__WHAT THE TASK ASKS__
The records below must be retyped exactly.

__RECORDED DATA__
^^^^^^^^^^^^^^^^
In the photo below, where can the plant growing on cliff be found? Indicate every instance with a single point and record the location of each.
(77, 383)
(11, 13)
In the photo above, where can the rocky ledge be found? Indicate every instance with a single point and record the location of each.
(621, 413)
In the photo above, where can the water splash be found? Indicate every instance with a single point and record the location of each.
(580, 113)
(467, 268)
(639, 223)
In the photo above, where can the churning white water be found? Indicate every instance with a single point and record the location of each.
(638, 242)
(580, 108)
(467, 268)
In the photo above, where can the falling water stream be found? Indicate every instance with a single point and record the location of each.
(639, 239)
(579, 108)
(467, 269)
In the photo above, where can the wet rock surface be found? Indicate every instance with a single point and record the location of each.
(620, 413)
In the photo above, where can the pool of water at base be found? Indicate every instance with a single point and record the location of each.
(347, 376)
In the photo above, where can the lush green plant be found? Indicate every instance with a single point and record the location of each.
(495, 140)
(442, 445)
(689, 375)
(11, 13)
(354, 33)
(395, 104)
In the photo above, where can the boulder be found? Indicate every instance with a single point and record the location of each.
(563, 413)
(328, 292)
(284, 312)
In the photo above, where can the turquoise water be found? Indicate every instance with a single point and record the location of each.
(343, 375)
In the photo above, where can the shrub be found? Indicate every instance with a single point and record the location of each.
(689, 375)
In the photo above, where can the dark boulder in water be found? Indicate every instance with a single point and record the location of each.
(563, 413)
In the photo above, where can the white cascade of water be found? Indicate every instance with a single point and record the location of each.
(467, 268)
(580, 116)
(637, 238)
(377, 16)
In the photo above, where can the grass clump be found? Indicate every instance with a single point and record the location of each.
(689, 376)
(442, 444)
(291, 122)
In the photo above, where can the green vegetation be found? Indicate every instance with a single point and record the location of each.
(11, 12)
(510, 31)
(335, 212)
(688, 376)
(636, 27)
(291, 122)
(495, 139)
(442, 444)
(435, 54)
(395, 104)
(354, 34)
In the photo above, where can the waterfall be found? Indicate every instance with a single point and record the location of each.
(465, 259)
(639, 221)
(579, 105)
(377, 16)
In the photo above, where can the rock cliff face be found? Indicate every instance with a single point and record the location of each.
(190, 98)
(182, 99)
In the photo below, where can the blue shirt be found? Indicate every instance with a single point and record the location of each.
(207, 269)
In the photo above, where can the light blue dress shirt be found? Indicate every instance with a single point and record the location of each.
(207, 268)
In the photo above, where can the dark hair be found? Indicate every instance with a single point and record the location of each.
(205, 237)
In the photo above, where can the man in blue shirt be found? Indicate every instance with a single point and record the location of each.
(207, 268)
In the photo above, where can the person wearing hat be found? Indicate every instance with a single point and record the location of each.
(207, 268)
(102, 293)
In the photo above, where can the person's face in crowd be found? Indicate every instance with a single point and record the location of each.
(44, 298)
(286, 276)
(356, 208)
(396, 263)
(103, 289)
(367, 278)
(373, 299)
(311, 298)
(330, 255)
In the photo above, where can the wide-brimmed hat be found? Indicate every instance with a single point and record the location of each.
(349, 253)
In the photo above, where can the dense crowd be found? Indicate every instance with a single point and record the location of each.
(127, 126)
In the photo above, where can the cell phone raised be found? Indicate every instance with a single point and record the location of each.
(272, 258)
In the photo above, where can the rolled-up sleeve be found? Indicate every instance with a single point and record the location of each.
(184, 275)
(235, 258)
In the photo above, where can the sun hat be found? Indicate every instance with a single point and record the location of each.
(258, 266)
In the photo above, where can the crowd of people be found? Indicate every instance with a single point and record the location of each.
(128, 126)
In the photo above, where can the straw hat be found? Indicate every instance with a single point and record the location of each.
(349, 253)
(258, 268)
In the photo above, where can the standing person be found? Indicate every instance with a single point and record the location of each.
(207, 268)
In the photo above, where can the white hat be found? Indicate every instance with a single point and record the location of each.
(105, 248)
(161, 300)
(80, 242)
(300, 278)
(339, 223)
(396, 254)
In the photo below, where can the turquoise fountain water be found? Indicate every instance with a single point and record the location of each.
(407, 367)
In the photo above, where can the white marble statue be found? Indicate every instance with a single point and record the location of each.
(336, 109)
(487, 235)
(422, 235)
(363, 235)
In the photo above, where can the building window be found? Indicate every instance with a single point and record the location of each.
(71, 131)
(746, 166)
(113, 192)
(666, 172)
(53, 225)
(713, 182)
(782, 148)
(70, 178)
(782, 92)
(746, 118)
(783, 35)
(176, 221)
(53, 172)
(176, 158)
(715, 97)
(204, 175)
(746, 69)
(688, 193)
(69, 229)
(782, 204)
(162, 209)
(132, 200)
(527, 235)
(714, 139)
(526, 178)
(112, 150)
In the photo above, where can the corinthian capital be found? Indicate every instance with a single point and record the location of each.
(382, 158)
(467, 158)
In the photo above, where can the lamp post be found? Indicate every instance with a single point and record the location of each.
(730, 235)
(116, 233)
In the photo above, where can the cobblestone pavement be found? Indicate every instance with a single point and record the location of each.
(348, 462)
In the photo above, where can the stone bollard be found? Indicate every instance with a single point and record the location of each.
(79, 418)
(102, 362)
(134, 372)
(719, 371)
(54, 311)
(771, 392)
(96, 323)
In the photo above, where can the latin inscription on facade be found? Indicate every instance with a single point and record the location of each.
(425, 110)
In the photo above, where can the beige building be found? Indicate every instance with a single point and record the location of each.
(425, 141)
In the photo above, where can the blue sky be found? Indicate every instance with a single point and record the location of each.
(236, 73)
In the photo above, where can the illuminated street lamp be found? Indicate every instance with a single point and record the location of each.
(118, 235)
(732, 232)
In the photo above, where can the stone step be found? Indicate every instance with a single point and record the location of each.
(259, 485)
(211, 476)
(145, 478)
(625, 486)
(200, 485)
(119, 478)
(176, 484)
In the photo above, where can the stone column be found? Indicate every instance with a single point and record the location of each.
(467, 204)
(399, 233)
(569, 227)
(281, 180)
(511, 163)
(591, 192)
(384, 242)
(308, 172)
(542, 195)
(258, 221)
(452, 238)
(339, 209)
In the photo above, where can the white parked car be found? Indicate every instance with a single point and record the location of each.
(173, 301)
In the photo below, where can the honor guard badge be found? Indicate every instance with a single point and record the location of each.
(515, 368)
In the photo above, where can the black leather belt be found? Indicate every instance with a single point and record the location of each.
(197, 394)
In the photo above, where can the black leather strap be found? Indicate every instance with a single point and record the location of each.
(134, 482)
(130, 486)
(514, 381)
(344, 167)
^^^^^^^^^^^^^^^^
__COMPLETE RESPONSE__
In the photo below, where can the plant growing on cliff be found? Indicate every instance with a single point and record the location of each.
(77, 383)
(11, 13)
In the photo above, where can the rocky ledge be found? Indicate every instance with a single point and record the location of each.
(621, 413)
In the photo above, where can the water splash be found? Indicate every instance with a single point and record the location of each.
(580, 113)
(467, 268)
(639, 223)
In the photo above, where can the churning white water be found? Indicate every instance with a single point and record the location of each.
(638, 242)
(580, 108)
(467, 268)
In the photo above, where can the falling water stream be found? Indicate every instance with a single point and record the location of each.
(639, 239)
(579, 108)
(467, 269)
In the photo above, where can the wet rock surface be found? Indicate every instance with a single point and record the location of each.
(620, 413)
In the photo above, where can the pool of water at base be found? Indicate every instance with a single point and record the location of each.
(347, 376)
In the photo above, where can the lush green plant be found? Indicate every instance with a single point and record the location of each.
(495, 140)
(442, 445)
(689, 375)
(11, 13)
(354, 33)
(395, 104)
In the photo above, where can the boulder be found? Indicate every instance with a single point and record the location of each.
(563, 413)
(328, 292)
(284, 312)
In the photo above, where can the turquoise water be found? Indicate every instance with a single point and record the location of each.
(343, 375)
In the photo above, where can the shrub be found? Indicate every instance with a single point and record the location of each.
(689, 375)
In the photo above, where can the dark boulder in water be found? Indicate every instance with a single point and record the location of each.
(563, 413)
In the photo above, where can the white cascade of water be found? Indicate every instance with a single point and record the location of each.
(467, 268)
(580, 116)
(637, 238)
(377, 16)
In the photo above, where can the grass clump be found? Indicate every instance with a single point and record the location of each.
(689, 376)
(442, 444)
(291, 122)
In the photo above, where can the green vegetation be found? Indicate every instance with a single point and record the location of each.
(11, 12)
(510, 31)
(335, 212)
(688, 376)
(636, 27)
(291, 122)
(495, 139)
(442, 444)
(435, 54)
(395, 104)
(354, 34)
In the photo above, where can the waterfall be found? Indicate every instance with a single point and record the location of each.
(465, 259)
(639, 221)
(579, 105)
(377, 16)
In the photo above, where can the rock cliff face be found? Indicate every instance with a single point and record the location of each.
(190, 98)
(182, 99)
In the photo below, where can the blue shirt be found? Indicate every instance with a single point and record the location of each.
(207, 269)
In the photo above, where can the light blue dress shirt be found? Indicate every instance with a single point and record the location of each.
(207, 268)
In the photo above, where can the dark hair be found? Indicate every instance with a single point and record the location of each.
(205, 237)
In the photo above, where can the man in blue shirt be found? Indicate every instance with a single point and record the location of each.
(207, 268)
In the photo above, where can the person wearing hat be found? Indicate every instance with a single point and record the location of each.
(207, 268)
(102, 293)
In the photo above, where can the person's face in crowd be found? Indicate every instance with a single point and record the location of each.
(44, 298)
(286, 276)
(356, 208)
(396, 263)
(103, 289)
(367, 278)
(373, 299)
(311, 298)
(330, 255)
In the photo above, where can the wide-brimmed hat be found? Indicate every instance with a single point and record the location of each.
(349, 253)
In the photo above, where can the dense crowd be found? Indicate every instance with a single point and record the location of each.
(127, 126)
In the photo above, where can the cell phone raised be found? Indicate every instance with a single point and record the location of each.
(272, 258)
In the photo above, where can the rolled-up sleeve be found? Indicate every instance with a single point and record the location of each.
(184, 275)
(235, 258)
In the photo above, where can the sun hat be found? Indicate every instance with a single point and record the location of each.
(258, 266)
In the photo above, where can the crowd of people be found? Indicate every instance with a single point and record the location of each.
(128, 126)
In the photo above, where can the straw hat be found? Indicate every instance with a single point and record the location of each.
(349, 253)
(258, 268)
In the photo above, where can the standing person be found? Indicate every instance with a single point and record the location of each.
(207, 268)
In the photo above, where can the white hat be found? Indicate every instance with a single point and record the location of each.
(105, 248)
(161, 300)
(80, 242)
(300, 278)
(339, 223)
(396, 254)
In the photo below, where can the turquoise fountain water be found? Indicate every instance with a single point and record the location of each.
(407, 367)
In the photo above, where can the white marble statue be found? Indicate every instance with a single point and record the location of each.
(336, 109)
(487, 235)
(422, 235)
(363, 235)
In the photo above, where can the building window be found? Indicate every instance with a single point and record the location of each.
(71, 131)
(746, 166)
(113, 192)
(666, 172)
(53, 225)
(713, 182)
(782, 148)
(70, 178)
(782, 92)
(746, 118)
(783, 35)
(176, 221)
(53, 172)
(176, 158)
(715, 97)
(204, 175)
(746, 69)
(688, 193)
(69, 229)
(782, 204)
(162, 209)
(132, 200)
(527, 235)
(714, 139)
(526, 178)
(112, 150)
In the photo above, where can the corinthian capital be found? Indicate every instance with a single point and record the location of each.
(382, 158)
(467, 158)
In the photo above, where can the lamp post be found? Indicate every instance with a single point and record the location of each.
(730, 235)
(116, 233)
In the photo above, where can the cobblestone pavement be found? Indicate every instance with a single point and record the location of each.
(348, 462)
In the photo above, where can the stone bollard be found? Indicate every instance with a single point and record the location of each.
(79, 418)
(102, 362)
(134, 372)
(719, 371)
(54, 311)
(771, 392)
(96, 323)
In the photo above, where can the latin inscription on facade be found? Indicate every instance with a single point and record the location of each.
(425, 110)
In the photo above, where can the beige building be found? Indicate every instance with a single point and record the location of each.
(425, 141)
In the photo above, where can the blue sky be found? Indicate every instance with a single point and record the location of each.
(236, 73)
In the photo above, where can the illuminated street lamp be found? Indicate every instance with a single point and record the location of each.
(118, 235)
(732, 232)
In the photo above, where can the stone step be found? Indicate every instance with a single point and record the location of each.
(259, 485)
(211, 476)
(145, 478)
(625, 486)
(200, 485)
(119, 478)
(176, 484)
In the photo above, where can the stone column be found? Indicate every instance with a single point and record the location of each.
(467, 204)
(399, 233)
(569, 227)
(281, 180)
(511, 163)
(591, 192)
(384, 242)
(308, 172)
(542, 195)
(258, 221)
(452, 238)
(339, 209)
In the photo above, where can the white parked car be found? Indicate every instance with a single point and record the location of each.
(173, 301)
In the photo below, where can the honor guard badge be found? Indicate every instance with a single point and record the location of each.
(515, 368)
In the photo above, where can the black leather belt be found? Indicate every instance with a single point and record the location of each.
(197, 394)
In the photo above, where can the black leather strap be found? Indicate every instance with a single point and record the location of each.
(134, 482)
(130, 486)
(514, 381)
(344, 167)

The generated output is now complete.